Supplied material below:

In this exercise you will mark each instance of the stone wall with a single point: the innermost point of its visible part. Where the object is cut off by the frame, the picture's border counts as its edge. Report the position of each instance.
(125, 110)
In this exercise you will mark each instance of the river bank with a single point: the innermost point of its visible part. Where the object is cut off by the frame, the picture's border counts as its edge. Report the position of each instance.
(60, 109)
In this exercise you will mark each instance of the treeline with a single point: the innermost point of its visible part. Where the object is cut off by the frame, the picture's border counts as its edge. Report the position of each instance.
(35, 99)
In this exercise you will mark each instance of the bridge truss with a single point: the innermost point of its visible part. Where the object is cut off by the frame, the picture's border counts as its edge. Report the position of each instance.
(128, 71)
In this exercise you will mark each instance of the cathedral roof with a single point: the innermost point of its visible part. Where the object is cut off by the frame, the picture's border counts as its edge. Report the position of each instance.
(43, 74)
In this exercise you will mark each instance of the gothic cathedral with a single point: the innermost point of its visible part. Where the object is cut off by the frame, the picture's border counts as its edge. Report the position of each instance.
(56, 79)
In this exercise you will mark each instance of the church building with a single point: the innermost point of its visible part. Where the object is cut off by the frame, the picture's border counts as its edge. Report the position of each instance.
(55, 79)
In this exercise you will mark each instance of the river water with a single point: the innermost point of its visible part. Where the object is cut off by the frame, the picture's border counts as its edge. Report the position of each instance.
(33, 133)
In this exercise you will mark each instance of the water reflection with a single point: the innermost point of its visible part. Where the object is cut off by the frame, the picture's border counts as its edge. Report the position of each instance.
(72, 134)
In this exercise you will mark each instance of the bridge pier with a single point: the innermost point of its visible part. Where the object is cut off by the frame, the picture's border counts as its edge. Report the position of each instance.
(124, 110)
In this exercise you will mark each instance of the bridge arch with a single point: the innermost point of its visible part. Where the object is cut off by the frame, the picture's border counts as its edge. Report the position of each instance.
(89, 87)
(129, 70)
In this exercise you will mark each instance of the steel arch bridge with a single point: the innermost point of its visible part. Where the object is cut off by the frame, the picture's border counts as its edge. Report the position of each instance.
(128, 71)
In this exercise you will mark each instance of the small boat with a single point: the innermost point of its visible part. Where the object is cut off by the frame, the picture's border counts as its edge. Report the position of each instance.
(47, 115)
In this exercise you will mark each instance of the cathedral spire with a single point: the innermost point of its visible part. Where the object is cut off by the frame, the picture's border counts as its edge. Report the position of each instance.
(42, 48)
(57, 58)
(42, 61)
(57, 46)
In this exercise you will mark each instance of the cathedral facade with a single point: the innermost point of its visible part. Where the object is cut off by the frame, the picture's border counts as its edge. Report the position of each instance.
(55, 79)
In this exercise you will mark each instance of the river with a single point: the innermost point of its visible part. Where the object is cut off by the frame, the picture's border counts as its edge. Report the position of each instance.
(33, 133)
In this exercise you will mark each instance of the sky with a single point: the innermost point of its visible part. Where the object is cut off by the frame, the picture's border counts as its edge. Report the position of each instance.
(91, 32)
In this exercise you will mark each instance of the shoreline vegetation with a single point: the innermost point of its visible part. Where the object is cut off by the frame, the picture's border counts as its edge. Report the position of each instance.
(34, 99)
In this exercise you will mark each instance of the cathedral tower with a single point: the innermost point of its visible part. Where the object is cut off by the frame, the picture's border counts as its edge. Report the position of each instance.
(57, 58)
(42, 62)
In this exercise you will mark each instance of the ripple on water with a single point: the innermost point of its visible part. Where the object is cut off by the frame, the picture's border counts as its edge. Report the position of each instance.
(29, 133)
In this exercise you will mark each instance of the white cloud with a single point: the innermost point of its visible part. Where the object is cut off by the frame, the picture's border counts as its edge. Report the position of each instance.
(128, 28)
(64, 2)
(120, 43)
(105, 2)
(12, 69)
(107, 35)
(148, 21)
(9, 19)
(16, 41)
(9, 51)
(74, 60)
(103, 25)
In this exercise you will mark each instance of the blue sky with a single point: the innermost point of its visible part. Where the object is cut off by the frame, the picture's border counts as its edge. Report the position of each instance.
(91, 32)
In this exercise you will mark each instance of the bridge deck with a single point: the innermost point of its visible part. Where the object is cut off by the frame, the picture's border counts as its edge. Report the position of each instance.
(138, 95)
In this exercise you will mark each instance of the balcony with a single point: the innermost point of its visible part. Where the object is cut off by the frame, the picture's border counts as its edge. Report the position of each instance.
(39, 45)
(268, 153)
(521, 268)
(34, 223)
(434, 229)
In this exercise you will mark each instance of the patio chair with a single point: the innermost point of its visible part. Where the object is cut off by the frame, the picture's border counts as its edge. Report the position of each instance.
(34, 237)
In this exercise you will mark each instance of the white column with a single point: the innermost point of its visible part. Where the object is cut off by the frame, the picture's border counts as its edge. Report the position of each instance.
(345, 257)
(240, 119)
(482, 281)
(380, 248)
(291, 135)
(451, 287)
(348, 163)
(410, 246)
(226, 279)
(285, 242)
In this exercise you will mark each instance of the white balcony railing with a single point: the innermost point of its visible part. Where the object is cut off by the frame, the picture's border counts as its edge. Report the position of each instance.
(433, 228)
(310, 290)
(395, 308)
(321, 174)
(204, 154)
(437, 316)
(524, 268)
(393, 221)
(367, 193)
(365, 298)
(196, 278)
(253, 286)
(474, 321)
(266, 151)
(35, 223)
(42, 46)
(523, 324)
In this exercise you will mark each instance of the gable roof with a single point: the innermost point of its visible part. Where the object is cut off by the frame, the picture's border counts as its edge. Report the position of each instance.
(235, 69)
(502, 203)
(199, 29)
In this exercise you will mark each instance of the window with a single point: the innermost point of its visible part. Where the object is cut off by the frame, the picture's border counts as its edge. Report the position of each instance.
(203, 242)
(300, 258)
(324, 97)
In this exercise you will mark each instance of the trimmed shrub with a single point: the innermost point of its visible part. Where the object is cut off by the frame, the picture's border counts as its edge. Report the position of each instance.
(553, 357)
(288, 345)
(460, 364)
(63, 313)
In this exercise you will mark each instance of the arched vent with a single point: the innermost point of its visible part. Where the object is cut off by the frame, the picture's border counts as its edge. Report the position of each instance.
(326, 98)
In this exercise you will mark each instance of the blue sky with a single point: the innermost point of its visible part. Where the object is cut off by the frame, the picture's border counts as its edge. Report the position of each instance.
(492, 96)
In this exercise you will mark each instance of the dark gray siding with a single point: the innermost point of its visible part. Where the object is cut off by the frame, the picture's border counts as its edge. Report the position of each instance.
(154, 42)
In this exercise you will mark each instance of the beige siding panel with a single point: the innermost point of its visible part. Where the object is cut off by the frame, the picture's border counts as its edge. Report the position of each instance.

End of Supplied material.

To do:
The answer must be an exact copy of every record above.

Answer to this exercise:
In this exercise you will mark each instance of the stone wall with a single point: the innermost point of its visible part. Where the object is cut off by the frame, the picture's border counts as its edge. Report the position of each instance.
(125, 110)
In this exercise you will mark each instance of the river bank with a single point: the innermost point of its visible part. Where the object is cut off by the frame, the picture's border counts as its edge. Report the position of each instance.
(60, 109)
In this exercise you will mark each instance of the treeline with a single point: the innermost point of its visible part. Where the object is cut off by the frame, the picture's border counts as its edge. Report the position of each instance.
(35, 99)
In this exercise you will mark each instance of the bridge truss with a single point: the innermost point of its visible part. Where the object is cut off by the frame, the picture's border counts as its edge. Report the position of each instance.
(128, 71)
In this exercise you will mark each instance of the cathedral roof with a single point: the innermost point of its visible part. Where the object is cut off by the frame, the picture's border counts as its edge. Report the position of each instance.
(43, 74)
In this exercise you will mark each instance of the gothic cathedral with a single point: the innermost point of its visible part. Where the object is cut off by the frame, the picture's border counts as its edge. Report the position of each instance.
(56, 79)
In this exercise you will mark each instance of the church building with a single point: the innermost point of its visible part. Where the object is cut off by the frame, the picture's border counts as its edge. Report the position of each instance.
(55, 79)
In this exercise you will mark each instance of the river water with a single point: the innermost point of its visible part. Where the object is cut off by the frame, the picture's border counts as its edge. Report the position of each instance.
(33, 133)
In this exercise you will mark each instance of the water reflection with a single point: the innermost point of its visible part. Where the object is cut off by the frame, the picture's border counts as its edge. Report the position of each instance.
(72, 134)
In this exercise you will mark each instance of the bridge pier with a single point: the innermost point of its visible part. Where the object is cut off by the frame, the picture's border counts as its edge. Report the position of each instance.
(124, 110)
In this exercise you will mark each instance of the bridge arch with a single point: the innermost point of its visible part. Where the object is cut off by the frame, the picture's border counts as its edge. Report the position of each instance.
(89, 87)
(129, 70)
In this exercise you will mark each instance of the steel arch bridge with a single point: the innermost point of its visible part. Where the object is cut off by the frame, the picture's border counts as its edge. Report the position of each instance.
(128, 71)
In this exercise you will mark each instance of the small boat with a single point: the innermost point of its visible part. Where the object is cut off by the frame, the picture's border counts as its edge. Report the position of each instance.
(47, 115)
In this exercise you will mark each instance of the cathedral spire with a single point: the innermost point of its visible part. Where the object is cut off by the frame, the picture's border counts as its edge. Report the position of each instance.
(42, 48)
(57, 58)
(42, 61)
(57, 46)
In this exercise you will mark each instance of the cathedral facade with a single point: the innermost point of its visible part. Where the object is cut off by the frame, the picture's border counts as its edge. Report the position of each instance.
(55, 79)
In this exercise you will mark each instance of the river with a single point: the innermost point of its visible part. Where the object is cut off by the frame, the picture's border counts as its edge. Report the position of each instance.
(33, 133)
In this exercise you will mark each instance of the sky with a single point: the innermost point of its visible part. Where the object is cut off by the frame, the picture's border counts as its edge. Report the position of each instance.
(91, 32)
In this exercise you will mark each instance of the shoreline vegetation with a single point: the innermost point of its visible part. Where the object is cut off by the frame, the picture's border counts as its edge. Report the position of each instance.
(34, 99)
In this exercise you will mark each instance of the cathedral tower with a single point: the innermost point of its visible part. Where the object is cut off by the frame, the picture's border counts as its edge. Report the position of each instance.
(57, 58)
(42, 62)
In this exercise you will mark each instance of the ripple on water with a single point: the innermost point of its visible part. Where the object is cut off by the frame, the picture's border counts as its edge. Report the position of each instance.
(29, 133)
In this exercise you will mark each instance of the white cloud with a single point: the innermost point of its visible part. Where the object is cut off by the frame, the picture's border counts as its edge. Report the position of each instance.
(128, 28)
(64, 2)
(120, 43)
(105, 2)
(12, 69)
(107, 35)
(148, 21)
(9, 19)
(16, 41)
(9, 51)
(74, 60)
(103, 25)
In this exercise you will mark each instance of the blue sky with a single point: the innermost point of its visible part. Where the object is cut off by the frame, the picture's border counts as its edge. Report the position of each instance.
(91, 32)
In this exercise you will mark each instance of the bridge deck with a single point: the innermost point of its visible part. Where the object is cut off by the frame, the picture's border counts as its edge. Report the position of each instance.
(138, 95)
In this exercise you will mark each instance of the balcony with a single point: the innermost point of its visible part. Where the object is cut off by the frame, the picture's border counts as its edge. Report the position of each instance.
(39, 45)
(268, 153)
(521, 268)
(34, 223)
(434, 229)
In this exercise you will mark each instance of the patio chair with a single point: the innermost point of its visible part. Where the object is cut off by the frame, the picture's border counts as its edge. Report the position of each instance.
(34, 237)
In this exercise you will mark each instance of the white column with a single point: the innermost point of its visible part. Where the object is cut off by the frame, the picture's border counts as its edge. Report the position of each instance.
(345, 257)
(240, 119)
(482, 281)
(380, 248)
(291, 135)
(451, 287)
(348, 163)
(410, 246)
(226, 279)
(285, 242)
In this exercise you will mark each instance of the white balcony railing with a single point: the innermost point of its visible part. Where the object is cut off by the frame, the picture's border counts as its edge. Report the position of each instance.
(433, 228)
(310, 290)
(395, 308)
(321, 174)
(204, 154)
(437, 316)
(524, 268)
(393, 221)
(367, 193)
(365, 298)
(196, 278)
(253, 286)
(474, 321)
(266, 151)
(35, 223)
(42, 46)
(523, 324)
In this exercise you will mark each instance of the gable roof with a single point: the innermost point of its visible part. Where the object is cut off by the frame, the picture's border counts as its edge. Report the position of each instance.
(235, 69)
(502, 203)
(199, 29)
In this exercise you will mark each instance of the window with a single point: the innermost point of its visible part. Where the object is cut off by the frame, the picture's border counts as its edge. Report the position of each instance.
(203, 242)
(300, 258)
(324, 97)
In this exercise you will mark each instance of the trimmed shrub with a single point: the innermost point of its visible part. Where the object is cut off by the frame, the picture's border counts as its edge. Report the position of each instance.
(553, 357)
(288, 345)
(460, 364)
(63, 313)
In this exercise you will mark each instance of the arched vent with a single point: the innermost point of its visible part. Where the object is cut off by the frame, the picture's border counts as its edge. Report the position of each instance.
(326, 98)
In this exercise you will mark each instance of the blue sky with a single point: the innermost point of its visible part. Where the object is cut off by the frame, the picture's border counts as its edge. Report the position of each instance.
(492, 96)
In this exercise you will mark each instance of the dark gray siding with a single point: the innermost point of its visible part. Where the object is cut off by the frame, the picture's border counts as its edge. Report the position of each instance.
(154, 42)
In this exercise you will mark each instance of the beige siding panel with a single point: the innermost point of its visible part. Where the object is cut off by the frame, the picture's border counts as its edge. Report the position of each instance.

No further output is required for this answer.